GIVEN PASSAGE —

# BTBAM Paul Waggoner's new Ibanez 2013



## brutalwizard (Aug 27, 2013)




----------



## Dawn of the Shred (Aug 27, 2013)

Thats awesome!


----------



## Imalwayscold (Aug 27, 2013)

Holy shit that's nice!


----------



## Church2224 (Aug 27, 2013)

That is pretty Sweet, is he back with Ibanez now?


----------



## JoeChugs (Aug 27, 2013)

yes! looks sick, glad to see him with ibanez again.


----------



## Curt (Aug 27, 2013)

An Ibanez I will sadly, never own. I am dangerously close to giving in and having a 7 string S style built by Ran because Ibanez will likely never do a Prestige Saber in white with a maple neck/board.


----------



## DeadWeight (Aug 27, 2013)

That is ....ing sick! Bareknuckle blackhawks too


----------



## Polythoral (Aug 27, 2013)

Just seen this, so ....ing sick. Love the combination of the S shape, the grungy looking finish (meant in the best possible way), and Blackhawks!


----------



## TIBrent (Aug 27, 2013)

Wow! This thing is dang nice!


----------



## reckoner (Aug 27, 2013)

Man, I'm DYING to find out what the deal is. Not often the heavy hitters switch back to a company the once used. 

Paul talked about how the PRS had better clean sounds etc...

MATERIAL —
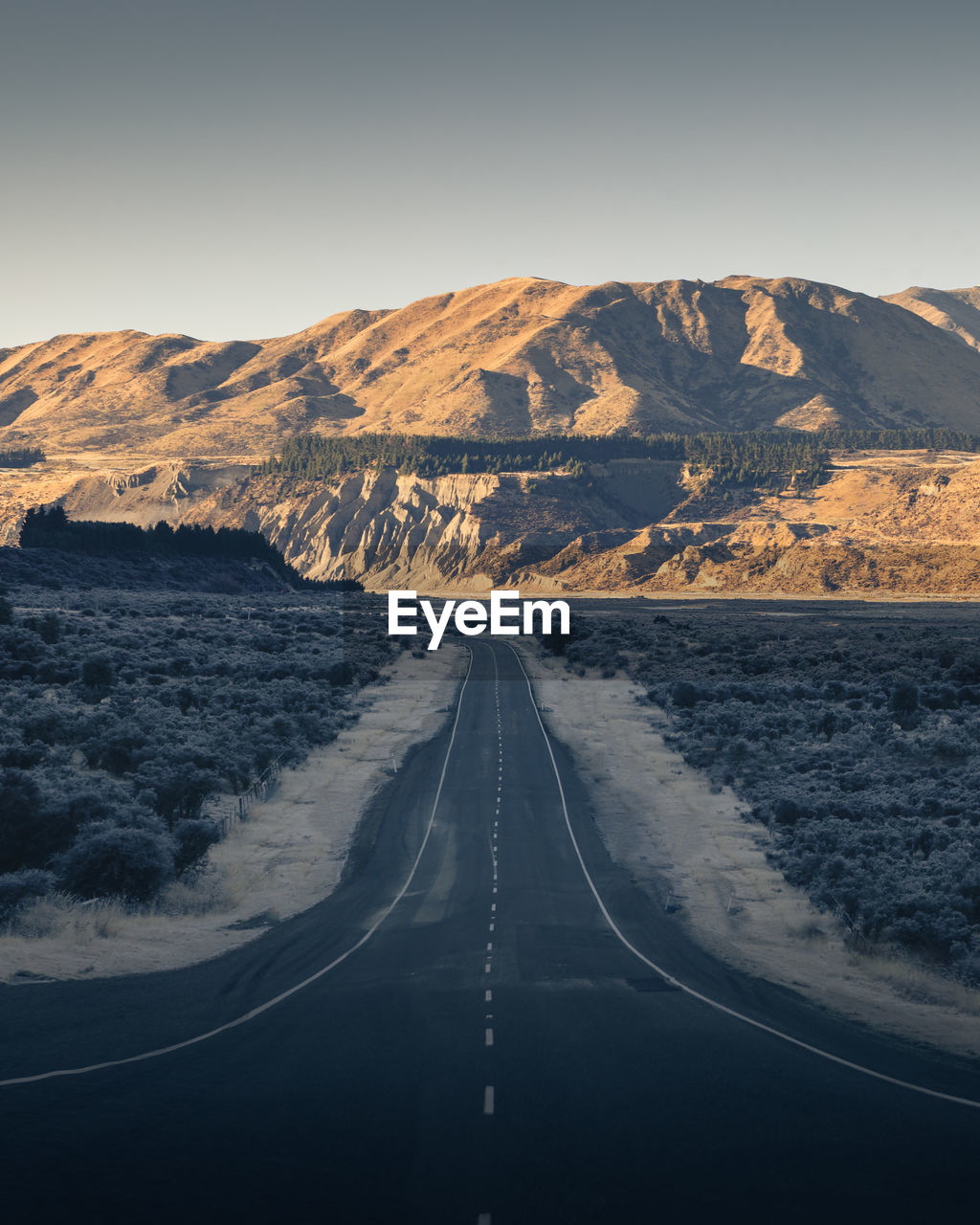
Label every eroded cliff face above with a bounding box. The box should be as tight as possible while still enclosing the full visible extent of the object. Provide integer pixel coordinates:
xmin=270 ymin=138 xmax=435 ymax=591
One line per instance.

INSTRUCTIONS —
**A)** From the forum thread about Paul Waggoner's new Ibanez, list the usernames of the posters whose replies mention Ibanez by name.
**B)** Do these statements agree with the forum thread about Paul Waggoner's new Ibanez? (i) Church2224 asks whether Paul Waggoner is back with Ibanez. (ii) Curt says he already owns a white Prestige Saber with a maple neck. (iii) reckoner reports that Paul said the PRS had better clean sounds.
**C)** Resume the forum thread about Paul Waggoner's new Ibanez after its last sentence.

IN RESPONSE —
**A)** Church2224, JoeChugs, Curt

**B)**
(i) Yes: "is he back with Ibanez now?"
(ii) No: "Ibanez will likely never do a Prestige Saber in white with a maple neck/board."
(iii) Yes: "Paul talked about how the PRS had better clean sounds etc..."

**C)**
----------



## nostealbucket (Aug 27, 2013)

I'm a bigger fan of his PRS guitars... He's still on their artist list, by the way...


----------



## MetalBuddah (Aug 27, 2013)

Ibanez guitars always lookj good with a very raw-looking finish. Can't wait to see this in October


----------



## yellowv (Aug 27, 2013)

Me rikey


----------



## coffinwisdom (Aug 27, 2013)

Must be nice to be able to walk away from a PRS endorsement


----------



## HeHasTheJazzHands (Aug 27, 2013)

B-but his PRSi were awesome.


----------



## Black Mamba (Aug 27, 2013)

Damn, he left PRS?


----------



## Kapee (Aug 27, 2013)

wtf is BTBAM? Somekind of new emo djentcore band?


----------



## Negav (Aug 27, 2013)

No...no just no... Haha If he likes them then its cool, but I still prefer his PRSs.


----------



## HeHasTheJazzHands (Aug 27, 2013)

Kapee said:


> wtf is BTBAM? Somekind of new emo djentcore band?


----------



## MaxOfMetal (Aug 27, 2013)

Is this really new, or just never seen before? I ask because when they, BTBAM, left Ibanez there was talks about them still having LACS in queue that were taking forever for delivery. I believe Dusty even mentioned it as a reason for them switching brands to begin with.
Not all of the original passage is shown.